> TEXTO DADO
☆ ☆ ☆
1) Introdução.
A
experiência nos mostra que todo homem que viveu uma vida plena sempre teve um
ideal em direção ao qual orientava os esforços de sua existência, isto é, um
horizonte que ele via despontando ao longe e em direção ao qual ele se dirigia.
Não é difícil para as pessoas entenderem isto, porque trata-se de um fato muito
comum para todos. Aqueles que não têm nenhum horizonte em direção ao qual
caminhar são pessoas que na prática aparentam parecem ter perdido a razão de
viver e já terem morrido por antecipação. Não é isto, porém, o que ocorre o
mais freqüentemente. Ainda que não o consigamos expressar com palavras exatas,
quase todos nós temos no íntimo de nosso ser alguma meta que escolhemos e em
direção à qual dirigimos nossa existência. Quando ocorre que esta meta é para
nós mais clara, às vezes a chamamos de ideal.
Jesus,
ao nos anunciar o Evangelho, disse ter vindo ao nosso encontro para que nós
pudéssemos ter uma vida abundante. A natureza humana, porém, é tal que Jesus
não poderia ter dito isso seriamente sem que, ao mesmo tempo, nos tivesse
ensinado qual é o ideal mais perfeito que a vida humana pode abraçar, aquele
ideal sem o qual é impossível alcançar a vida plena e abundante de que ele nos
fala.
Muitos,
quando ouvem o Evangelho falar a este respeito, percebem que o ideal de Jesus é
diferente, e freqüentemente muitíssimo diferente, dos seus próprios ideais.
Neste caso, se temos verdadeiro interesse em nossa própria felicidade, Jesus
nos pede que renunciemos aos ideais que erroneamente escolhemos e abracemos os
que ele nos mostra.
Infelizmente
para os homens, na grande maioria dos casos, senão mesmo na quase totalidade
dos casos, as metas da vida de cada um, aquelas coisas em função das quais e
para as quais todos vivem, se reduzem aos prazeres da vida sexual e às
comodidades que podem ser obtidas através do dinheiro. Algumas raras vezes há
também alguma outra coisa mais elevada, mas não muito mais do que estas duas de
que acabamos de falar; de qualquer maneira, trata-se praticamente sempre de
horizontes muito menores do que aquilo para o qual Deus nos quer chamar a
atenção. Sexo e dinheiro, costumam ser os mais elevados ideais que orientam a
vida da quase totalidade dos seres humanos.
☆ ☆ ☆
> OBJETIVO
Quais palavras o texto sobre os ideais de vida usa para nomear o ponto em direção ao qual uma pessoa dirige a própria existência? Liste todas, uma por linha.
☆ ☆ ☆
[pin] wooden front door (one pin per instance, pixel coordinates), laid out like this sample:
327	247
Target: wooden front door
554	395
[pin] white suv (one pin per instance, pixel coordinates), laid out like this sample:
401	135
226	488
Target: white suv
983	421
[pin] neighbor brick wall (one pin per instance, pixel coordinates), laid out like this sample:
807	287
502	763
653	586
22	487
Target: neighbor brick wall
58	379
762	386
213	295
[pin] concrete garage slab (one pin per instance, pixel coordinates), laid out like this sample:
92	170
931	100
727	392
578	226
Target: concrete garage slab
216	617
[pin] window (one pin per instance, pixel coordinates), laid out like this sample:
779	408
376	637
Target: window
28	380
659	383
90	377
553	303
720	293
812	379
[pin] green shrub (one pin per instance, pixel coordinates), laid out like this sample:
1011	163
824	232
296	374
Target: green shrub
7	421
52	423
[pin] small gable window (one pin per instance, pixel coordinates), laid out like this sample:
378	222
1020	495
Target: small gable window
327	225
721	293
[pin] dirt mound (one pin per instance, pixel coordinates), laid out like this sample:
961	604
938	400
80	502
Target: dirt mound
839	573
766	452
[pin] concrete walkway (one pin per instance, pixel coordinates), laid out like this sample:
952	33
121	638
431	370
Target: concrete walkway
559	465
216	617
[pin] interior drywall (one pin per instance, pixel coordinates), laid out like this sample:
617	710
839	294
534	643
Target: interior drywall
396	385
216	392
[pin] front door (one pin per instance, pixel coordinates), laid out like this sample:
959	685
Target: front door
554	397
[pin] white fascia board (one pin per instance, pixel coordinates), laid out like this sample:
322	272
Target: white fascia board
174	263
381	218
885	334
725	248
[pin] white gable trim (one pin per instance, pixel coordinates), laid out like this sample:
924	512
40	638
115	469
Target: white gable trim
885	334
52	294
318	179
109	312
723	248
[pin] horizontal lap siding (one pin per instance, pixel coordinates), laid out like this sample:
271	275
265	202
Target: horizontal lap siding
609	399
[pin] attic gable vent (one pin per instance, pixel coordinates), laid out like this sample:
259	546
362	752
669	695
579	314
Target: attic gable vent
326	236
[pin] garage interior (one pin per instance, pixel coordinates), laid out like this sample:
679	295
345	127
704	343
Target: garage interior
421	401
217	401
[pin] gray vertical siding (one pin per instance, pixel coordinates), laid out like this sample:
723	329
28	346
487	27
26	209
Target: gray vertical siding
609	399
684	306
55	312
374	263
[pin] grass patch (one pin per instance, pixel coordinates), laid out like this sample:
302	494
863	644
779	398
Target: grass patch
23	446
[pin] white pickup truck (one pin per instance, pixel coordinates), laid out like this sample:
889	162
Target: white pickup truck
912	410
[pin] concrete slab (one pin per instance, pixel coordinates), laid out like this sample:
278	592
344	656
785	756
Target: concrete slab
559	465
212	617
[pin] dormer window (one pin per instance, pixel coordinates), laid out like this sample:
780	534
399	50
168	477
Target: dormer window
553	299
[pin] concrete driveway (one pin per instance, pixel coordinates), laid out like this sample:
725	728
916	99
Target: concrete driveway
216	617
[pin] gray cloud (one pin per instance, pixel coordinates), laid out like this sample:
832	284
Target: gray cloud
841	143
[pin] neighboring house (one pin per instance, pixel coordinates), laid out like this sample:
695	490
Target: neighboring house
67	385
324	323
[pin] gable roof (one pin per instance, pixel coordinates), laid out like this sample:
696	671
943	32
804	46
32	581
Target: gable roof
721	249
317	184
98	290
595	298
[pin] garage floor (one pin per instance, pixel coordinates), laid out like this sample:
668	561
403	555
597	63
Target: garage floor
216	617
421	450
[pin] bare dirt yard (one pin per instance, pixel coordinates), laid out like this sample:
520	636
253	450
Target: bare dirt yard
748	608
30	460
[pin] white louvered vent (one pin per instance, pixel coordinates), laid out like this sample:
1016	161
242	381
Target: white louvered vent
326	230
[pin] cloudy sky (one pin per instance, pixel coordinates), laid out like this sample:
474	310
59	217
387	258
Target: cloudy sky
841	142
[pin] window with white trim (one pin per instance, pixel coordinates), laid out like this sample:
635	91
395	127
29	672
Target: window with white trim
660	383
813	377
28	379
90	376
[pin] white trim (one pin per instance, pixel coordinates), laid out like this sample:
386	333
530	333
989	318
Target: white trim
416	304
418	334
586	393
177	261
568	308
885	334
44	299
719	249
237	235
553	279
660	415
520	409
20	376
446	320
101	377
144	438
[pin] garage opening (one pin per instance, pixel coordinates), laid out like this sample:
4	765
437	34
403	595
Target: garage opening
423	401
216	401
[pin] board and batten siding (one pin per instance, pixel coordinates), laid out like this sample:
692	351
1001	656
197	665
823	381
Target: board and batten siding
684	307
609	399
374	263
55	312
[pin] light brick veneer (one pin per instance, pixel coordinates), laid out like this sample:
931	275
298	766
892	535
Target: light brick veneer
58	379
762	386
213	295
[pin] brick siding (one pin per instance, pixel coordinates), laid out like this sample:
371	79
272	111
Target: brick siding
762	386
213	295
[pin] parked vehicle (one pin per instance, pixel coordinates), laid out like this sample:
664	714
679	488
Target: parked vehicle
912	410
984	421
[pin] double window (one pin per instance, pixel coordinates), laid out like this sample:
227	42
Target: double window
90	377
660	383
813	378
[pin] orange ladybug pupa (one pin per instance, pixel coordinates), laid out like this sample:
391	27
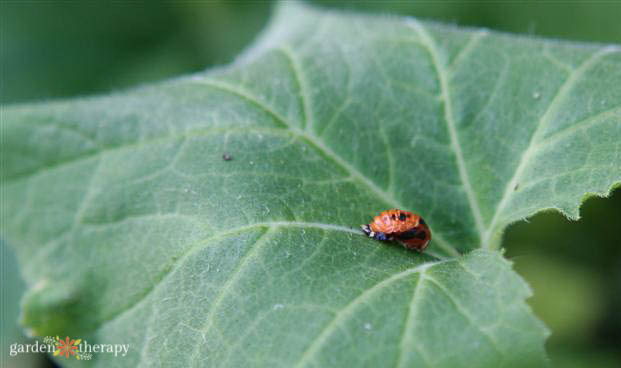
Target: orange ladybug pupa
405	227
☆ ☆ ☆
> RESPOSTA
ideal
horizonte
meta